Exercise objective: Reproduce verbatim everything in the data below, from the line containing "The component shall return one point per instance of the brick" down to the line containing "the gray hyundai", including both of those lines.

* Start *

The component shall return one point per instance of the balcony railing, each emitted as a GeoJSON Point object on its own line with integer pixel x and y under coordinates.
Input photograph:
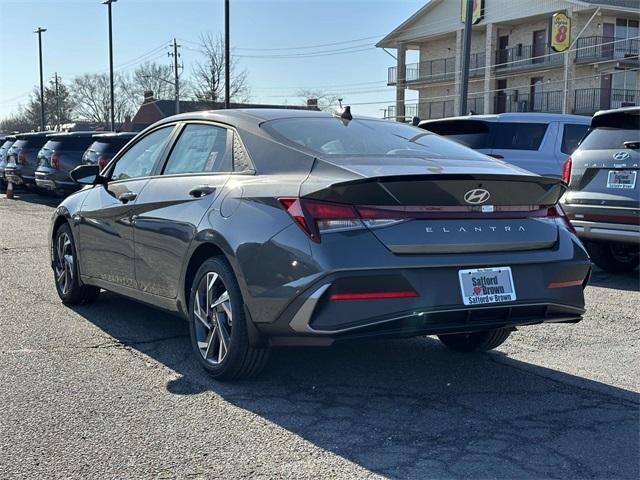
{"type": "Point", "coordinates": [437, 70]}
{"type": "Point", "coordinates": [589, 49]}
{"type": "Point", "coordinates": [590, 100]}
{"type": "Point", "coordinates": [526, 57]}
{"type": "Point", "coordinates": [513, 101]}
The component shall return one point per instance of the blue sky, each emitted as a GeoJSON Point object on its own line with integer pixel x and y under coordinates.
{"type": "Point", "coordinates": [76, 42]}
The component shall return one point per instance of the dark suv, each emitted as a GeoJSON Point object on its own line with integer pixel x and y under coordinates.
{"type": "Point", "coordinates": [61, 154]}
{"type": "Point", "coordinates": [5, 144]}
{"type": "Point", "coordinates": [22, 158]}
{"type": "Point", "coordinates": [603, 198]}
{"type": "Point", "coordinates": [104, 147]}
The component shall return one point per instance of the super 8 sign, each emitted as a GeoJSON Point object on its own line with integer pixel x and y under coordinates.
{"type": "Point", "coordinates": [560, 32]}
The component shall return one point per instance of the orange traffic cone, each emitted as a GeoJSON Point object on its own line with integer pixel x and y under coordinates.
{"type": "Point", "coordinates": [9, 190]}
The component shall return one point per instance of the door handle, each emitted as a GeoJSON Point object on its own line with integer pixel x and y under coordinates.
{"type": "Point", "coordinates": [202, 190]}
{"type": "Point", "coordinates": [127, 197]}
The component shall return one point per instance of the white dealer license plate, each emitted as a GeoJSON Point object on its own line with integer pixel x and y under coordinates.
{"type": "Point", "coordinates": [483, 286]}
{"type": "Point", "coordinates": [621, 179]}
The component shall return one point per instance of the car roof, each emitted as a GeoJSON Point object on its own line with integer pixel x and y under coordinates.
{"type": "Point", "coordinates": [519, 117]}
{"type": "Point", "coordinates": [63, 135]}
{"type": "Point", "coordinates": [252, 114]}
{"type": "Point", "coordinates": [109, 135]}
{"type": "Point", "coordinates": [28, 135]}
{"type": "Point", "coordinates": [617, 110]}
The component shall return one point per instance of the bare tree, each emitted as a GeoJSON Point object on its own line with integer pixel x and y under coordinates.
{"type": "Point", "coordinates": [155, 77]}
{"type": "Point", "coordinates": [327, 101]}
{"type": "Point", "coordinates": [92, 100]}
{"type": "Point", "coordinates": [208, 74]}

* End *
* Start *

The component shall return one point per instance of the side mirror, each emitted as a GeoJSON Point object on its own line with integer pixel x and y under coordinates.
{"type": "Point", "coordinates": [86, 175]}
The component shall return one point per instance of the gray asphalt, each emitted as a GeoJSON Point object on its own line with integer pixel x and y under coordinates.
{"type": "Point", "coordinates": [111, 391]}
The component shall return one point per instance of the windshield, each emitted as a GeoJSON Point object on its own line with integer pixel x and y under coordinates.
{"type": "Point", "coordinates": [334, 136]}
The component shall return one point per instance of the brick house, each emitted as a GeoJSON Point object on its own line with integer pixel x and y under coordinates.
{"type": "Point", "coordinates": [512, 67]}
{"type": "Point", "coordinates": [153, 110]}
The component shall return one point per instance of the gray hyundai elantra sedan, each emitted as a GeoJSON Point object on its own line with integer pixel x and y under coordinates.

* End *
* Start *

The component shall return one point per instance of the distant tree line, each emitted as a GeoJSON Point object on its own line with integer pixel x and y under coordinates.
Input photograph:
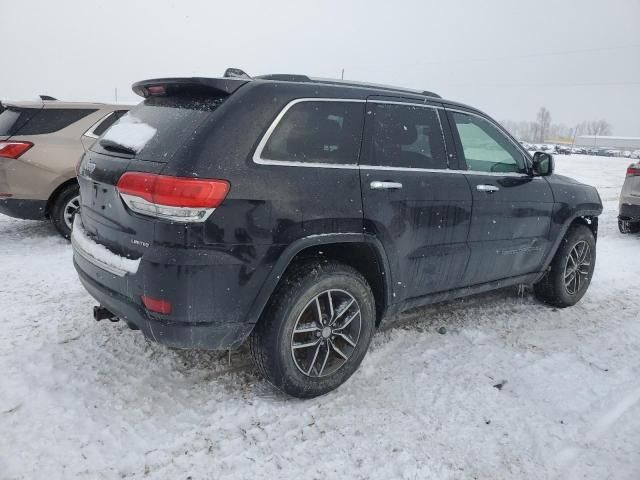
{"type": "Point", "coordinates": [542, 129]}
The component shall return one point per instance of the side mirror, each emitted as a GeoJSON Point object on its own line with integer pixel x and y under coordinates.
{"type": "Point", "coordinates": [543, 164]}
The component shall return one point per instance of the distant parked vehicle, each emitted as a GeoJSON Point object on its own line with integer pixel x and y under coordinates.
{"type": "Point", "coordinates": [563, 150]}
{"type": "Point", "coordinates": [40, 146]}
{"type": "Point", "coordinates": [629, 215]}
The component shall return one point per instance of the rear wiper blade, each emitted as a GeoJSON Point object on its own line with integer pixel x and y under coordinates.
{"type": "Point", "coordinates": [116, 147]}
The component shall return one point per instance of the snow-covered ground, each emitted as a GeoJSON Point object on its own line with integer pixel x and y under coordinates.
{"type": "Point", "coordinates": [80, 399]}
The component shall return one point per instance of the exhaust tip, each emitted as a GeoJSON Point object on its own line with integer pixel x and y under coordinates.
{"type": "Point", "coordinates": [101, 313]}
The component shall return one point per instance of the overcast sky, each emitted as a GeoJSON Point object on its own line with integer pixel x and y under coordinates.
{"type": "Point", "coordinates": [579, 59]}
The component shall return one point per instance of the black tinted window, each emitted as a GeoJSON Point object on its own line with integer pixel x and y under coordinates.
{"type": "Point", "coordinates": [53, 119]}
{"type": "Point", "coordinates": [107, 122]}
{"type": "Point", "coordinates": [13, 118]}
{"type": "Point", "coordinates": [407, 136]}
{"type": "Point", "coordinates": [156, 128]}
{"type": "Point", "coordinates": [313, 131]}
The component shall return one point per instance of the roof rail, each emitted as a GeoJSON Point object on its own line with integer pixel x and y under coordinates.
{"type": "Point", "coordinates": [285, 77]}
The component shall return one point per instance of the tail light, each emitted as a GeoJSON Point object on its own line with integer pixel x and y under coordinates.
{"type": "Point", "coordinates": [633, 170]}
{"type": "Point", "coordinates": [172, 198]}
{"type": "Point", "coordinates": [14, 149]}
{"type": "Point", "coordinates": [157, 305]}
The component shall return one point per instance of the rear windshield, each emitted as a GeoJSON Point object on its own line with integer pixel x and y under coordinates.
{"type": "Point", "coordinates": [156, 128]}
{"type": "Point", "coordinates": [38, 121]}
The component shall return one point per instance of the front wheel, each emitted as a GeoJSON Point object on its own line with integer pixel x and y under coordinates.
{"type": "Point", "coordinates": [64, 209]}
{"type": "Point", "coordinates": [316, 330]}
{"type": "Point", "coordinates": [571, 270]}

* End *

Exercise result:
The component shall return one point per instance of the brick house, each emitted as a GeoJSON Point object on its own line with integer pixel x and y under coordinates.
{"type": "Point", "coordinates": [512, 67]}
{"type": "Point", "coordinates": [153, 110]}
The component shall return one point per instance of the gray hyundai elantra sedan, each emitted as a GeoJSON Point object on its own line with integer pixel x and y under coordinates.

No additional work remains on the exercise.